▸ **Source extract**
▶
Pentecost 20A – October 22, 2017

Pentecost 20A
Matthew 22.15-22
Sunday, October 22, 2017
Mark Lingle
Benjamin Franklin famously commented that the only two certainties in life are death and taxes. So we shouldn’t be surprised that the issue of taxes–ubiquitous as it is–even finds its way into the Bible and our gospel text for today. The encounter is a famous showdown between Jesus and the religious leaders of the day, and it raises issues of ultimate allegiance that we are wise to consider as well.
To put things into context, Jesus had recently entered Jerusalem to great fanfare. He subsequently turned over the moneychangers tables in the temple, and he challenged the authority of the religious leaders. Thus, it is no surprise that they try and trip him up. Indeed, Jesus’ actions are so disturbing that they bring two unlikely groups together: the Herodians and the Pharisees. The old adage that the enemy of my enemy is my friend seems apropos in this instance. For the Herodians were a group of Jewish leaders who worked, in essence, for Rome. They were Quislings before the term ever existed. Meanwhile, the Pharisees despised the Roman rule and sought not only religious freedom for Israel but political freedom as well. Thus, the stakes had to be high to bring these two unlikely groups together.
The question they pose to Jesus is beyond clever. They ask Jesus whether it was lawful to pay the imperial tax that funded the Roman occupation. If Jesus answers, “Yes,” the great support he received upon entering Jerusalem will vanish, replaced as it would be by opposition and scorn. Meanwhile, if he answers, “No,” he will

have set himself over and against the Romans. Never a wise thing to do with an empire skilled at snuffing out dissent. Thus, Jesus is caught between a rock and a hard place.
Nevertheless, he responds brilliantly. With a simple request–Show me the coin used for the tax–two questions–Whose head is this, and whose title?–and a concluding remark–Give therefore to the emperor the things that are the emperor’s, and to God the things that are God’s– the trap vanishes and those seeking to trip Jesus up are left scratching their heads and wondering what just happened. Furthermore, Jesus exposes the hypocrisy of the religious leaders. By asking them for a coin, he catches them holding a piece of currency that not only contains the image of the Caesar but also the title Son of God. Thus, the holder of the coin is guilty of breaking the first two commandments.
◀
[Region segmentation data]
▶
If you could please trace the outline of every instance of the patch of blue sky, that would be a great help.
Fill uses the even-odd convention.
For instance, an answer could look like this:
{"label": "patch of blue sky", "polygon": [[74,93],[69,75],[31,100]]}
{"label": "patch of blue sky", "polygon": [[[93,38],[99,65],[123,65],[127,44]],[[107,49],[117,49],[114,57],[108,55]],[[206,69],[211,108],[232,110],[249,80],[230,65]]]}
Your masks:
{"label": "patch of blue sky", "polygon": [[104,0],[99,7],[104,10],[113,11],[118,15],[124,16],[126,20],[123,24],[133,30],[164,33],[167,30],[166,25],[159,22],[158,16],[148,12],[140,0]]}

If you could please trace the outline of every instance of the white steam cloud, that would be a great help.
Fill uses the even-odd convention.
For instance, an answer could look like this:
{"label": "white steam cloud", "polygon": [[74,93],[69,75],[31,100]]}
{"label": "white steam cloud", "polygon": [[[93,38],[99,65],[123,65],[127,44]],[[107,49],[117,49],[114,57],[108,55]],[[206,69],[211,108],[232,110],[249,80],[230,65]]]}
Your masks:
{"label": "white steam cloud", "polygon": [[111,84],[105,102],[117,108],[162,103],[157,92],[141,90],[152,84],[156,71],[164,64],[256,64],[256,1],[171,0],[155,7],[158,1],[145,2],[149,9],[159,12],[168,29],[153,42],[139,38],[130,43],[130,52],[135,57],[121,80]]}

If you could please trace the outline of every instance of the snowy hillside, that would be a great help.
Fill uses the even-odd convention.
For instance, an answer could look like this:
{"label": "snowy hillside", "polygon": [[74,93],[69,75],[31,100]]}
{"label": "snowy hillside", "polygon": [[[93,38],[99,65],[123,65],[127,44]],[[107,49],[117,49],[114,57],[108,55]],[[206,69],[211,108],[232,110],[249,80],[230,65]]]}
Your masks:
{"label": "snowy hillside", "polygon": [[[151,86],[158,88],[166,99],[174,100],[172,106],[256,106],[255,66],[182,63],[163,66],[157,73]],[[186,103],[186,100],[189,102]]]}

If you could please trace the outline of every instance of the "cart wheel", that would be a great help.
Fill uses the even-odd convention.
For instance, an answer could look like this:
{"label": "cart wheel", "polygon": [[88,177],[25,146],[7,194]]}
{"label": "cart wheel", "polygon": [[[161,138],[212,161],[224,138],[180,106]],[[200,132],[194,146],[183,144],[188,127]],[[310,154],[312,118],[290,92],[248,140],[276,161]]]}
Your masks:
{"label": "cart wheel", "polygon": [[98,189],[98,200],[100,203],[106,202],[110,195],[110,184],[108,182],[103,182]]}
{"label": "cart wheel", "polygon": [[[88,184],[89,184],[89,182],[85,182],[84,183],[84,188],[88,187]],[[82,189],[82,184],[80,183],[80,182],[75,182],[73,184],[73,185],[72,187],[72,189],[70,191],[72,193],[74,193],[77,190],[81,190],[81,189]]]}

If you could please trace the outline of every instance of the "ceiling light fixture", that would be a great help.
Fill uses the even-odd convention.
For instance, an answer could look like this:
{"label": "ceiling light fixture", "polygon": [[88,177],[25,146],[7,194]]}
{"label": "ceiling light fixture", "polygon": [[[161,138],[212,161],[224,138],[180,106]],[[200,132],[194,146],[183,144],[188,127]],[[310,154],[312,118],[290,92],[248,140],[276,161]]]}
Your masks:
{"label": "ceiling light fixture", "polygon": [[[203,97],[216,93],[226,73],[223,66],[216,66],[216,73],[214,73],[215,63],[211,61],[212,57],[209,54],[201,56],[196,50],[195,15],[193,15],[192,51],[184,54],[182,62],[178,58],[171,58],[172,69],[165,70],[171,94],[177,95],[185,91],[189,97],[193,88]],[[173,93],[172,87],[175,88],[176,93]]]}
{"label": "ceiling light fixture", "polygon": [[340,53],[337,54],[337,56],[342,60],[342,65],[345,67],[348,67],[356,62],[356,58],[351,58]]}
◀
▸ **Task list**
• 1. Answer these questions from the sermon:
(a) What two certainties in life does the sermon attribute to Benjamin Franklin?
(b) Which two groups join together to trap Jesus?
(c) Besides the image of the Caesar, what title does the coin contain?
• 2. List the parts into which the sermon divides Jesus' response to the tax question, giving the wording it quotes for each.
• 3. Retype everything in the sermon from "Pentecost 20A –" down to "consider as well.".

▸ **Solutions to each task**
• 1.
(a) Death and taxes.
(b) The Herodians and the Pharisees.
(c) The title Son of God.

• 2.
- A simple request: Show me the coin used for the tax
- Two questions: Whose head is this, and whose title?
- A concluding remark: Give therefore to the emperor the things that are the emperor's, and to God the things that are God's

• 3.
Pentecost 20A – October 22, 2017

Pentecost 20A
Matthew 22.15-22
Sunday, October 22, 2017
Mark Lingle
Benjamin Franklin famously commented that the only two certainties in life are death and taxes. So we shouldn’t be surprised that the issue of taxes–ubiquitous as it is–even finds its way into the Bible and our gospel text for today. The encounter is a famous showdown between Jesus and the religious leaders of the day, and it raises issues of ultimate allegiance that we are wise to consider as well.